Document segment:
%%
Well, at least the way it is implemented now. E.g. mv88e6xxx can setup
mirrors/traps via the FDB (ATU), I imagine that many smaller devices
reuse their FDBs for this purpose. So it might be possible to just
extend the API a bit to signal the type of entry required.

> I think we could add a new
> set of APIs in DSA, something like .host_uc_add and .host_mc_add. Then,
> drivers that can't do any better can go ahead and internally call their
> .port_fdb_add and .port_mdb_add.

That might be an ever better way of managing it. That would also make it
easier to design in the difference between trap/mirror from the start.

> Question: If we add .host_uc_add and
> .host_mc_add, should these APIs be per front port?

I think they would have to be per port in order to work in the
standalone case. You need some context to about which FID (or
equivalent) to tie the entry to.

> And if they should,
> should we leave the switch driver the task of reference counting them?

Well, I know you do not like the DSA layer "trying to be helpful", but I
can not imagine a case where some hardware would be interested in having
N callbacks for the same address when N ports are attached to the same
bridge. So I think it would be a service that DSA can provide.

>
> As to why does IEEE 1588 use 01-80-C2-00-00-0E for peer delay in its
> default profile for the L2 transport, I could only find this (quoting
> clause "F.3 Multicast MAC Addresses"):
>
>   To ensure peer delay measurements on ports blocked by (Rapid/Multiple)
>   Spanning Tree Protocols, a reserved address, 01-80-C2-00-00-0E, shall be
>   used as a Destination MAC Address for PTP peer delay mechanism messages.

Yeah that makes sense. You want to make sure that you are already synced
with your neighbor when a topology change occurs.

> Basically, unlike end-to-end delay measurements, peer delay is by
> definition point-to-point, which in an L2 network mean link-local.
> So if your LAN uses the peer delay measurement protocol, then all your
> switches must have some sort of PTP awareness. There are 2 cases really:
> - You are a Peer-to-peer Transparent Clock, so you must speak the Peer
>   Delay protocol yourself. Therefore you must have a Higher Layer Entity
>   that consumes the PTP PDUs. So for this case, it doesn't really make
>   any difference that the reserved bridge MAC address range is used.
> - You are an End-to-end Transparent Clock. These are an oddity of the
>   1588 standard which do not speak the Peer Delay protocol, but are
>   allowed to forward Peer Delay messages, and update the correctionField
>   of those Peer Delay messages that are Events (contain timestamps).
>   I would think that this is where having a reserved address for the
>   Peer Delay messages would make a difference.
%%
Data segment:
%%
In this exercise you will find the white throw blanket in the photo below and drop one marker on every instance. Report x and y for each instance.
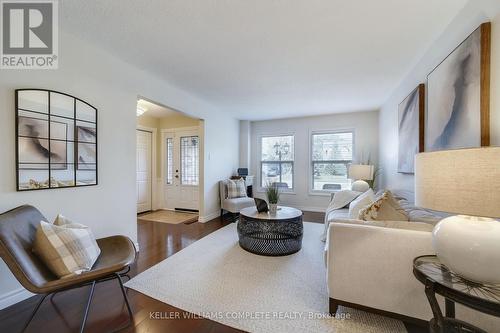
(339, 201)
%%
What to do:
1/ In the DSA discussion, edit everything from "Yeah that makes" down to "range is used." so that "neighbor" becomes "link partner".
2/ Translate this sentence from the DSA discussion into Spanish: "So I think it would be a service that DSA can provide."
The lines are separate material and have no connection to the DSA discussion.

Answers to the tasks:
1/
Yeah that makes sense. You want to make sure that you are already synced
with your link partner when a topology change occurs.

> Basically, unlike end-to-end delay measurements, peer delay is by
> definition point-to-point, which in an L2 network mean link-local.
> So if your LAN uses the peer delay measurement protocol, then all your
> switches must have some sort of PTP awareness. There are 2 cases really:
> - You are a Peer-to-peer Transparent Clock, so you must speak the Peer
>   Delay protocol yourself. Therefore you must have a Higher Layer Entity
>   that consumes the PTP PDUs. So for this case, it doesn't really make
>   any difference that the reserved bridge MAC address range is used.

2/ Así que creo que sería un servicio que DSA puede proporcionar.